节选内容
§ §

手动模拟哈希索引
摘自 PostgreSQL wiki
跳转至导航跳转至搜索作者:Emanuel Calvo Franco
简介和环境设置
本文不提供新方法,而是一种了解哈希类型索引的工作原理以及如何轻松“模拟”其功能的指南。
因此,我们将使用文本文件中的一些名称,然后通过“copy”工具将其导入。
以下测试在 Postgres 8.4 Beta 1 上进行。
CREATE TABLE hashy (name text, namehash int);
CREATE RULE hashy_rule AS ON insert TO hashy DO update hashy set namehash = hashbpchar(hashy.name) where namehash is NULL;
-- o utilizar hashtext...
CREATE OR REPLACE RULE hashy_rule AS ON insert TO hashy DO update hashy set namehash = hashtext(hashy.name) where namehash is NULL;
COPY hashy(name) from '/usr/local/pgsql84/listado.txt';
insert into hashy(name) (select name || '_1' from hashy);
insert into hashy(name) (select name || '_2' from hashy);
...
insert into hashy(name) (select name || '_5' from hashy);
insert into hashy(name) (select '0' || name from hashy);
主要思路是生成一个包含名称哈希的字段。由于整数字段比文本类型字段更快,因此从理论上来说,使用经过“哈希处理”的字段将显著提高搜索速度。
示例
postgres=# explain analyze verbose select * from hashy where namehash = hashbpchar('picolo');
QUERY PLAN
---------------------------------------------------------------------------------------------------
Seq Scan on hashy (cost=0.00..123.78 rows=27 width=36) (actual time=1.522..1.523 rows=1 loops=1)
Output: name, namehash
Filter: (namehash = 564982275)
Total runtime: 1.554 ms
(4 rows)
postgres=# explain analyze verbose select * from hashy where namehash = hashtext('picolo');
QUERY PLAN
---------------------------------------------------------------------------------------------------
Seq Scan on hashy (cost=0.00..123.78 rows=27 width=36) (actual time=1.549..1.551 rows=1 loops=1)
Output: name, namehash
Filter: (namehash = 564982275)
Total runtime: 1.578 ms
(4 rows)
postgres=# explain analyze verbose select * from hashy where name = 'picolo';
QUERY PLAN
---------------------------------------------------------------------------------------------------
Seq Scan on hashy (cost=0.00..123.78 rows=27 width=36) (actual time=1.571..1.573 rows=1 loops=1)
Output: name, namehash
Filter: (name = 'picolo'::text)
Total runtime: 1.605 ms
(4 rows)

§ §

记录
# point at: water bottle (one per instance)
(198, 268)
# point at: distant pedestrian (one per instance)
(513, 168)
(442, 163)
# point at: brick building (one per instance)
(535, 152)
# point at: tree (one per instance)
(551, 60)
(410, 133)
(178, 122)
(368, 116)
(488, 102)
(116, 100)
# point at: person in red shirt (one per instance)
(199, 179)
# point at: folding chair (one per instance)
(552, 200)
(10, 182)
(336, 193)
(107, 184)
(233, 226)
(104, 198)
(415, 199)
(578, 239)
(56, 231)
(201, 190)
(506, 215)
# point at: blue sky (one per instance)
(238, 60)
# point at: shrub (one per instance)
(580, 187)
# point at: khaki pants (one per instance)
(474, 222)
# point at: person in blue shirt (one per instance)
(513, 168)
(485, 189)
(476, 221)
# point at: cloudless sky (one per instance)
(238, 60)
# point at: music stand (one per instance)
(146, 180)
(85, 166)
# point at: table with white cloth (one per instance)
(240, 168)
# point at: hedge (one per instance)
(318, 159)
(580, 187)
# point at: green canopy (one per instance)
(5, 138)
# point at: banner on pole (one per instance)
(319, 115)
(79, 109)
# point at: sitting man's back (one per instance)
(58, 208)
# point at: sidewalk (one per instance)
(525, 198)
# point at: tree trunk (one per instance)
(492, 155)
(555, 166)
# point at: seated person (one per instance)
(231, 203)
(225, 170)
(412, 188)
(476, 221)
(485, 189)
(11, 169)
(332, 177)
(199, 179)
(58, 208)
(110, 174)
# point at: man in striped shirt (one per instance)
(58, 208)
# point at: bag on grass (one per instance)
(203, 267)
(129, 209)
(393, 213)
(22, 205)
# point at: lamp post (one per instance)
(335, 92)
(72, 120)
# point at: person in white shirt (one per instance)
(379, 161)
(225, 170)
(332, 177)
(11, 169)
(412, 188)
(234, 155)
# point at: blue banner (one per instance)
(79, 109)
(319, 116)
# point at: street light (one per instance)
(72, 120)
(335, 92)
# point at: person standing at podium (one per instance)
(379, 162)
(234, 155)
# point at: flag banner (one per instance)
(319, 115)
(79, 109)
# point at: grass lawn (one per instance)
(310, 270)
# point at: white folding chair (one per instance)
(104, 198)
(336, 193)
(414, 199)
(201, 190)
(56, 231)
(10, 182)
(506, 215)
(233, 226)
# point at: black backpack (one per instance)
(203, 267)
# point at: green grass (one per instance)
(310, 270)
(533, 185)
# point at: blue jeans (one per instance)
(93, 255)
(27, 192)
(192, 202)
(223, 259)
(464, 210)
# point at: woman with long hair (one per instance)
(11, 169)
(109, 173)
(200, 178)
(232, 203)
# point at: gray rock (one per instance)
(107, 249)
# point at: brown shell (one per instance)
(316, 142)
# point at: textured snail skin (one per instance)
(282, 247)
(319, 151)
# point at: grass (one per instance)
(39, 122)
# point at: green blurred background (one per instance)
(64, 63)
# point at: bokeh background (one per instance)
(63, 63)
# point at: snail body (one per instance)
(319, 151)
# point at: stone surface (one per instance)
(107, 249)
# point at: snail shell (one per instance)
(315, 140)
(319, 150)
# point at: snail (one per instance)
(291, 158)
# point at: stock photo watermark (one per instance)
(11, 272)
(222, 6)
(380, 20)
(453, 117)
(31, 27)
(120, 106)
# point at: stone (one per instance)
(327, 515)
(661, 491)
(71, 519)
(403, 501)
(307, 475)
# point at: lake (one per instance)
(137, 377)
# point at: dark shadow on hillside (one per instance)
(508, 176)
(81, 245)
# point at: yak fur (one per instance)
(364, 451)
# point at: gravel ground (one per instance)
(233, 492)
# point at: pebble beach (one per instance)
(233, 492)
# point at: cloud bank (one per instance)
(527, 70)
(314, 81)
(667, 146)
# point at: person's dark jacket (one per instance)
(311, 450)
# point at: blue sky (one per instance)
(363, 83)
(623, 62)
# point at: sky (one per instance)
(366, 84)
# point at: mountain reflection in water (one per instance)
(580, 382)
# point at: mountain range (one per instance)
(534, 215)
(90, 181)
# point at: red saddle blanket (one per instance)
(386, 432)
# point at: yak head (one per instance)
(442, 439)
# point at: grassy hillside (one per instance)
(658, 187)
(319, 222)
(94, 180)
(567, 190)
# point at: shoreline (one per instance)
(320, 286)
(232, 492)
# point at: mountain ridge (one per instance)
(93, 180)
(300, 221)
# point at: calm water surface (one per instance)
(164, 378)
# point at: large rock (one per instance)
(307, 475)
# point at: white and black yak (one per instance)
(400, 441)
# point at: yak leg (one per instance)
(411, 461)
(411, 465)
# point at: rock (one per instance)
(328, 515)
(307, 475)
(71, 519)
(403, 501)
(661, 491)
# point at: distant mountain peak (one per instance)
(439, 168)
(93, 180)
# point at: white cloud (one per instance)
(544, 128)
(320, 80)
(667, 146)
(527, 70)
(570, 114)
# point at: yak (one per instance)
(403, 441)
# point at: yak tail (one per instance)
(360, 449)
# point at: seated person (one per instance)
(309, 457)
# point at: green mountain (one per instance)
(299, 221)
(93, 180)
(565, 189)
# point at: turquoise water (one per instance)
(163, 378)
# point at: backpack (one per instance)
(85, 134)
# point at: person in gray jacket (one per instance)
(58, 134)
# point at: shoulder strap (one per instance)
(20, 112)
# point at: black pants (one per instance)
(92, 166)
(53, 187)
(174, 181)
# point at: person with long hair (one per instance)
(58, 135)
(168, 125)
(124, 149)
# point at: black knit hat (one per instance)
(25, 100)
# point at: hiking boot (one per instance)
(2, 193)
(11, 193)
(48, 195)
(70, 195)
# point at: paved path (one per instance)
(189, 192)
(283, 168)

§ §

任务要求 1
请把关于手动模拟哈希索引的节选内容中从“以下测试在 Postgres 8.4”开始、一直到“o utilizar hashtext...”为止的部分重写一遍，并将其中的“namehash”换成“name_hash”。
任务要求 2
请从关于手动模拟哈希索引的节选内容最后一句之后接着往下写。

正确答案 1
以下测试在 Postgres 8.4 Beta 1 上进行。
CREATE TABLE hashy (name text, name_hash int);
CREATE RULE hashy_rule AS ON insert TO hashy DO update hashy set name_hash = hashbpchar(hashy.name) where name_hash is NULL;
-- o utilizar hashtext...

正确答案 2
我们可以看到,hashtext 和 hashbpchar 在性能方面存在细微差异。至于字段“name”上的顺序搜索,其结果与字段哈希的结果非常相似。从理论上来说,大量数据可能会产生更大差异。
不只是简单模拟
现在,我们使用实际索引来测试其功能。首先,我们在 namehash 列上创建索引
postgres=# create index hashy_namehash on hashy USING hash (namehash);
CREATE INDEX
postgres=# explain analyze verbose select * from hashy where namehash = hashtext('picolo');
QUERY PLAN
------------------------------------------------------------------------------------------------------------------------
Bitmap Heap Scan on hashy (cost=4.45..51.77 rows=26 width=36) (actual time=0.024..0.025 rows=1 loops=1)
Output: name, namehash
Recheck Cond: (namehash = 564982275)
-> Bitmap Index Scan on hashy_namehash (cost=0.00..4.45 rows=26 width=0) (actual time=0.013..0.013 rows=1 loops=1)
Index Cond: (namehash = 564982275)
Total runtime: 0.062 ms
(6 rows)
已显著提升,这是合乎情理的。但是,从理论上来说,'name' 字段上的索引应该更慢。
postgres=# create index hashy_ix on hashy using btree (name);
CREATE INDEX
postgres=# explain analyze verbose select * from hashy where name = 'picolo';
QUERY PLAN
------------------------------------------------------------------------------------------------------------------
Bitmap Heap Scan on hashy (cost=4.45..51.77 rows=26 width=36) (actual time=0.101..0.102 rows=1 loops=1)
Output: name, namehash
Recheck Cond: (name = 'picolo'::text)
-> Bitmap Index Scan on hashy_ix (cost=0.00..4.45 rows=26 width=0) (actual time=0.093..0.093 rows=1 loops=1)
Index Cond: (name = 'picolo'::text)
Total runtime: 0.143 ms
(6 rows)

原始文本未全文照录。